抽出テキスト:
++++++++++++++++++++
Picks of the Year - 2008

Albums of the Year

1.
Sevdah Metal / EMIR HOT Favorite Track : #2 "Devils in Disguise"
クラシカルな欧風メタルと中央・東バルカン地方のトラッド・ミュージックのエスニックな色彩が大胆に融合。高い技巧が生む上質のスリルとそれを覆う辺境トーンの豊かな郷愁の絶妙なバランスは、極限の悶絶感を運んでくる。
2.
Twilight of the Thunder God / AMON AMARTH Favorite Track : #1 "Twilight of the Thunder God"
従前の男気と悲愴なる叙情味が硬派な形で結実した、勇壮なる鋼鉄叙事詩。まさに雷神 Thor と大蛇 Jormungandr との死闘の様子が眼前に迫る、ヴァイキング・メタル史に刻まれるべき名盤だ。
3.
Monument / COR SCORPII Favorite Track : #4 "Our Fate, Our Curse"
WINDIR の意思を継ぐ刹那なる慟哭ケイオスが発するのは、涙を決意に変えて死地に向かう漢の哀しくも勇ましい情景が浮かぶ悲壮なる激情。その狂おしくも寒々しい哀感の前に、ただただ痙攣しながら身悶えする他はない。
4.
Frankness Eve / MOURNFUL GUST Favorite Track : #3 "To Your Deceits... Again"
フューネラルなドゥーム色、フォーキーな叙情味、そしてプログレッシヴなメランコリアが形成する漆黒のトライアングルは、強靭なヘヴィネスとともに哀しき暗黒美の輝きを鬱なる深遠から発し続ける。
5.
Kolossus / KEEP OF KALESSIN Favorite Track : #9 "Ascendant"
激烈ブラストが渦巻く邪まな暴虐さと幽玄なるアースシーに吹き荒む悲愴なるメロディの配合は、本作で奇跡的な黄金率へと昇華した。イケメン叙情ブラック・メタルの凄絶なる傑作、登場。
6.
Slania / ELUVEITIE Favorite Track : #3 "Inis Mona"
本格的なケルティック風味と切れ味と重量感を増量したエクストリームなアグレッシヴ・メタルを圧倒的な品質で封じ込めることに成功した、ニュー・ウェーヴ・オブ・フォーク・メタルの旗手たる力作。
++++++++++++++++++++
課題の目的:
上の抽出テキストについて、次の問いに答えよ。
(a) 1位のアルバムの Favorite Track に挙げられている曲は何か。
(b) AMON AMARTH のアルバムの紹介文で、死闘を繰り広げるとされているのは誰と誰か。
(c) ELUVEITIE の「Slania」は、何の旗手たる力作とされているか。

与えられたデータ:
++++++++++++++++++++
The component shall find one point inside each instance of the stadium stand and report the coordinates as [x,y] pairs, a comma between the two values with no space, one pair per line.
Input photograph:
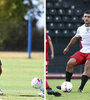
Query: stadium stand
++++++++++++++++++++
解答は以下:
(a) 1位のアルバムの Favorite Track は、2曲目の「Devils in Disguise」である。
(b) 死闘を繰り広げるのは、雷神 Thor と大蛇 Jormungandr である。
(c) ニュー・ウェーヴ・オブ・フォーク・メタルの旗手たる力作とされている。